What the task asks –
Extract the lines below word for word, starting at the line containing "the blue throw" and ending at the line containing "[[422, 250]]", with both of those lines included.

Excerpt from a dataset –
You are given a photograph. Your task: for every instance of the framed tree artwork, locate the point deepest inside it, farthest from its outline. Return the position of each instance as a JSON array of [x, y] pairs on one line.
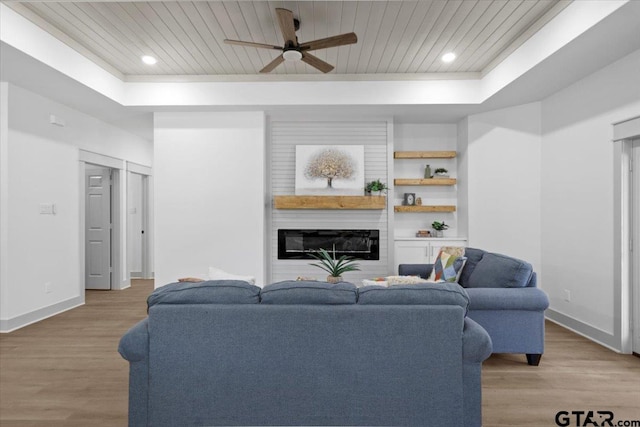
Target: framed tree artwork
[[329, 170]]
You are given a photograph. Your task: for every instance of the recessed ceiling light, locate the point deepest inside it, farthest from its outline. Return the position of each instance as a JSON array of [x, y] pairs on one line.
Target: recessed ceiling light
[[448, 57], [149, 60]]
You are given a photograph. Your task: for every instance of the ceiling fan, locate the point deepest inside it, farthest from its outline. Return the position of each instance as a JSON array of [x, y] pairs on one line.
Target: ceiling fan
[[294, 51]]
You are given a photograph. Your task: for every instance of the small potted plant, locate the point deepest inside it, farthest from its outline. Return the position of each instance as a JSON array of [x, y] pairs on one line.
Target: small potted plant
[[335, 267], [441, 173], [375, 187], [439, 228]]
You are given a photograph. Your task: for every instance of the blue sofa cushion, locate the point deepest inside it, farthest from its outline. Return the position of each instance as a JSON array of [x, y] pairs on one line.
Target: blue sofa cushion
[[418, 294], [530, 299], [500, 271], [473, 256], [207, 292], [309, 292]]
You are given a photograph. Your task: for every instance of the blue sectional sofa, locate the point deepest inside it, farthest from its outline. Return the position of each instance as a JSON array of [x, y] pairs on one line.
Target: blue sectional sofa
[[305, 353], [504, 300]]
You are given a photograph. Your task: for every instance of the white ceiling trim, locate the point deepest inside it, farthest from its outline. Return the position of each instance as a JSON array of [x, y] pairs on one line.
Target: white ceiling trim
[[17, 31], [570, 23], [302, 77], [27, 37]]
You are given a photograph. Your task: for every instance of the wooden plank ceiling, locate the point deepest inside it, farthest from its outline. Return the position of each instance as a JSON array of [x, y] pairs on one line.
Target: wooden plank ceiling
[[394, 37]]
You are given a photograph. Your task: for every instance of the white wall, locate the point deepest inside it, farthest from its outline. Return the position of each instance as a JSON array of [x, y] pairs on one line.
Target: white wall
[[503, 182], [134, 224], [463, 177], [42, 166], [209, 173], [425, 137], [578, 168]]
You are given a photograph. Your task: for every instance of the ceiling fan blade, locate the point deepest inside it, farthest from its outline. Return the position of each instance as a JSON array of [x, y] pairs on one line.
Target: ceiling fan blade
[[252, 44], [287, 26], [340, 40], [316, 62], [273, 64]]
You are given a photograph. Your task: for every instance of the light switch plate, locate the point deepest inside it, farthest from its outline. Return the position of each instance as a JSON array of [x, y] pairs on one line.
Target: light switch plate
[[47, 209]]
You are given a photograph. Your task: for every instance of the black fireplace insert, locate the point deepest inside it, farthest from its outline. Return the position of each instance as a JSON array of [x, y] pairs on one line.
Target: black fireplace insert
[[299, 244]]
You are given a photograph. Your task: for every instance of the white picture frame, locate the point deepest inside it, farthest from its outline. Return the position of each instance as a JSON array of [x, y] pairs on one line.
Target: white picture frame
[[329, 170]]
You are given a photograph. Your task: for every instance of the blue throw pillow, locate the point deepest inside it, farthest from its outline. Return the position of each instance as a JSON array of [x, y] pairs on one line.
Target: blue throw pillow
[[207, 292], [442, 293], [309, 292], [500, 271]]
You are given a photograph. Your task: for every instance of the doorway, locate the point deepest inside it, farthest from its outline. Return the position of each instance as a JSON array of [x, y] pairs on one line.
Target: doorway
[[138, 226], [98, 227]]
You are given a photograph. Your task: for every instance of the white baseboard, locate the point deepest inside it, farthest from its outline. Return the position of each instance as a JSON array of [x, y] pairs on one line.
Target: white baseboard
[[10, 325], [599, 336]]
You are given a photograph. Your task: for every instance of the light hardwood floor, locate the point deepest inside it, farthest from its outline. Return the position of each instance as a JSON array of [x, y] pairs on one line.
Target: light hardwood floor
[[66, 371]]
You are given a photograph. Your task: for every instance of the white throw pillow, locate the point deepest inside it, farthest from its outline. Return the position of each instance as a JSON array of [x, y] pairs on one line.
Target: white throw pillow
[[218, 274]]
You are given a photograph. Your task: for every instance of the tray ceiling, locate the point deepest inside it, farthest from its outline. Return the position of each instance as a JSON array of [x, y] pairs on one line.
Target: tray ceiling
[[394, 37]]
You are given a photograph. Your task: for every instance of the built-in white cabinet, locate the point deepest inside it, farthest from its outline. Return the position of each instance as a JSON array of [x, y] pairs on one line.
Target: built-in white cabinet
[[422, 250]]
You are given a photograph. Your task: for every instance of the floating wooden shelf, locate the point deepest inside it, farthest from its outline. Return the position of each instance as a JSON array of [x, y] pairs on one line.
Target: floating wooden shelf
[[329, 202], [425, 208], [430, 181], [424, 154]]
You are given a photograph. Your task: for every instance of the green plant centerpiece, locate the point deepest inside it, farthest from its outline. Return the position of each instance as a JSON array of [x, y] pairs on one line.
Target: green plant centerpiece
[[335, 267], [439, 227], [375, 187]]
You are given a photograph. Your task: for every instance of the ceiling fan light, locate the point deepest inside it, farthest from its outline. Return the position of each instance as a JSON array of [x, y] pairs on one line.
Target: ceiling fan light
[[292, 55], [448, 57]]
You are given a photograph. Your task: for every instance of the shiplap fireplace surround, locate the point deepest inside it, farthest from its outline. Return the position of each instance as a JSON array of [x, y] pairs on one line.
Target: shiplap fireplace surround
[[285, 136]]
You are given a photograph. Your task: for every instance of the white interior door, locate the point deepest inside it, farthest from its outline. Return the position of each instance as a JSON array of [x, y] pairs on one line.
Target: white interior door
[[98, 228], [635, 254]]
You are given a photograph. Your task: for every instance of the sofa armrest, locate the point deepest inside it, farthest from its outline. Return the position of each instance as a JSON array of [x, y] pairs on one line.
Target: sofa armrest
[[422, 270], [134, 345], [476, 342]]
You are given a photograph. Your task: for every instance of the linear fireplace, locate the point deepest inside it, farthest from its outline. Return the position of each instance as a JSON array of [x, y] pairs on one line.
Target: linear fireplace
[[298, 244]]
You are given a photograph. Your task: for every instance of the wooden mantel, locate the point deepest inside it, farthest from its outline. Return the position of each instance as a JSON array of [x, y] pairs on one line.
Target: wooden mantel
[[329, 202]]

Response below –
You are given a photograph. Your task: for every instance of the blue throw pillow, locate the point deepest inside it, farthest from its outline. Return the position of each instance as a JSON array of [x, y] pairs on one line.
Target: blue throw pillow
[[207, 292], [442, 293], [309, 292], [500, 271]]
You are given a photograph. Your task: for every instance of the doorway, locate the point deepest inside it, farthest from its outline. Return the position of each instance as a JSON array of [x, y] pairs on one line.
Target: doorway
[[138, 226], [98, 227]]
You are given a photograph. Your task: for every instance of the white baseboard, locate the point deepest inside it, farthest from its outline. Return the position of each instance as a JSON array of [x, y] pairs on one line.
Target: white baseboard
[[10, 325], [599, 336]]
You are given a photograph. Your task: for every instance of the light hardwood floor, locate the point deepest inside it, farthest from its outline. Return the position of each instance as a JSON array of [x, y] pairs on one line.
Target: light hardwood floor
[[66, 371]]
You are given a photograph. Your task: for every instance of the white throw pillow, locate the point deepest inside it, farthest from its outline. Return the position of each instance as a JSON array of [x, y] pairs on one line.
Target: white throw pillow
[[218, 274]]
You are given a photograph. Your task: for every instance of the tray ceiling, locate the point deepest inside it, farthest from its outline. Return the position of each instance as a JSON array of [x, y] pairs on one line.
Target: tray ceiling
[[394, 37]]
You are given a photograph. Your task: for every instance of the built-in white cabinet, locate the point deepest inside it, farthest from its outline. Return the position of each instance as a JSON array of [x, y] pairs on one line.
Target: built-in white cabinet
[[422, 250]]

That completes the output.